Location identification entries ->
>>>

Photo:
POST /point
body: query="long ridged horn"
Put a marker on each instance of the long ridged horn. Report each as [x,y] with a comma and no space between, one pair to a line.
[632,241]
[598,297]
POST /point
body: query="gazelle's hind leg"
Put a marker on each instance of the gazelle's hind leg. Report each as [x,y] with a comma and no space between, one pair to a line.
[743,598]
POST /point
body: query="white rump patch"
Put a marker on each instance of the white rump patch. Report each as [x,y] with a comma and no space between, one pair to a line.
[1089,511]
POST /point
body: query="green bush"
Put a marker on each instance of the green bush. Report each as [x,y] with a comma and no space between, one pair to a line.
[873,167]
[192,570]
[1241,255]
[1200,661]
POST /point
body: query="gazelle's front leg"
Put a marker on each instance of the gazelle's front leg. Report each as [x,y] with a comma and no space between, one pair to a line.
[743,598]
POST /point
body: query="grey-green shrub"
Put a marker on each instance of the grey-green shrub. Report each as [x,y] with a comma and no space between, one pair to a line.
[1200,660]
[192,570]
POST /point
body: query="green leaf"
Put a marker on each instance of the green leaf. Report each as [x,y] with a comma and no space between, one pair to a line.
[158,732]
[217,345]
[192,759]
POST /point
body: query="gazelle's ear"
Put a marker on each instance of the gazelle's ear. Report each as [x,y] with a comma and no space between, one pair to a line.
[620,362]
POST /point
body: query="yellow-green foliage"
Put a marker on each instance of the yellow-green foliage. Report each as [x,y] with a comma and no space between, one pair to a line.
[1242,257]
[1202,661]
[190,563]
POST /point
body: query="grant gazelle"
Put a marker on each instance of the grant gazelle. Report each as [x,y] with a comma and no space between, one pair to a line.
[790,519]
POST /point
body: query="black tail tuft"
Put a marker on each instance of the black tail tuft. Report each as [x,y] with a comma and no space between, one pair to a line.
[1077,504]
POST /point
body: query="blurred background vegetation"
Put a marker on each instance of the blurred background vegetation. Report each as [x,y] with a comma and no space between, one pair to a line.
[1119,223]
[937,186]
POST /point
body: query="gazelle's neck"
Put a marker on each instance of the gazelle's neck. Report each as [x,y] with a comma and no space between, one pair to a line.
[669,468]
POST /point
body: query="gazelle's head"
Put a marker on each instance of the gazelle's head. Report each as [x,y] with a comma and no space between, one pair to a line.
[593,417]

<<<

TASK GOAL -> Copy out the whole listing exactly; please set it all down.

EXERCISE ANSWER ->
Photo:
POST /point
body: query="long ridged horn"
Put a marker on each instance of the long ridged horn. Report each as [x,y] with a comma and no space between, one pair to a line.
[632,241]
[598,297]
POST /point
body: query="gazelle's hind leg"
Put a marker on each instance of the gazelle's hind leg. Report each as [x,y] with a comma and no space between, one pair to a line.
[743,598]
POST /point
body: query="white rump patch"
Put a marker on each instance of the white rump patch. Report each as [x,y] with a comma and no space between, one pair to a line.
[1089,511]
POST /point
body: query="green bush"
Put a marker on each instance of the green bush. Report each as [x,y] with a comma and no space between, one pair to a line.
[873,167]
[192,570]
[1241,255]
[1200,661]
POST /point
body: query="gazelle's front leg"
Put a marker on each instance of the gazelle's front leg. Report each as [x,y] with a comma and no space between, one pair to a line.
[743,598]
POST /point
body: query="grey-green shrub"
Put a marker on each instance of the grey-green shrub. Report each as [x,y] with a comma and no space between, one pair to a line.
[1200,660]
[192,570]
POST /point
body: query="green leaf"
Put a marker on each instance of the green leaf. Report each as [x,y] with a comma and no space between, one pair to a line.
[158,732]
[217,345]
[192,759]
POST /point
body: query="gazelle's ear"
Put a marker on each instance of the gazelle's ear. Report each as [x,y] with a comma and no space between, one pair to a line.
[620,362]
POST /point
body: query="yellow-green foliage"
Put a marker on each instance of the yellow-green foliage. Report each as [x,y] with a comma and no space between, one pair to a line.
[1242,257]
[1202,661]
[190,563]
POST /point
body: query="grant gazelle"
Put a marker on each instance of the grant gazelle. Report each as [x,y] with a comma and no space between, one pair to a line.
[790,519]
POST /point
body: query="black tail tuft"
Put a marker on each instance of the black tail tuft. Report each as [x,y] with a comma and no space between, one pair to a line.
[1077,504]
POST /point
body: query="blurred background vegetation"
Put a marker on each instance of the blurred background vegetation. Report each as [x,y] with a comma and no space between, one pair to a line.
[1119,223]
[937,186]
POST /point
body: query="gazelle's neck"
Put a marker on each instance of the gazelle's neck. Report each as [x,y] with a comma and no space between, one pair to a line.
[669,468]
POST /point
body: query="gazelle's head"
Put a marker on each instance of the gazelle's head. Report each as [x,y] with a comma and no space between, one pair to a line.
[593,417]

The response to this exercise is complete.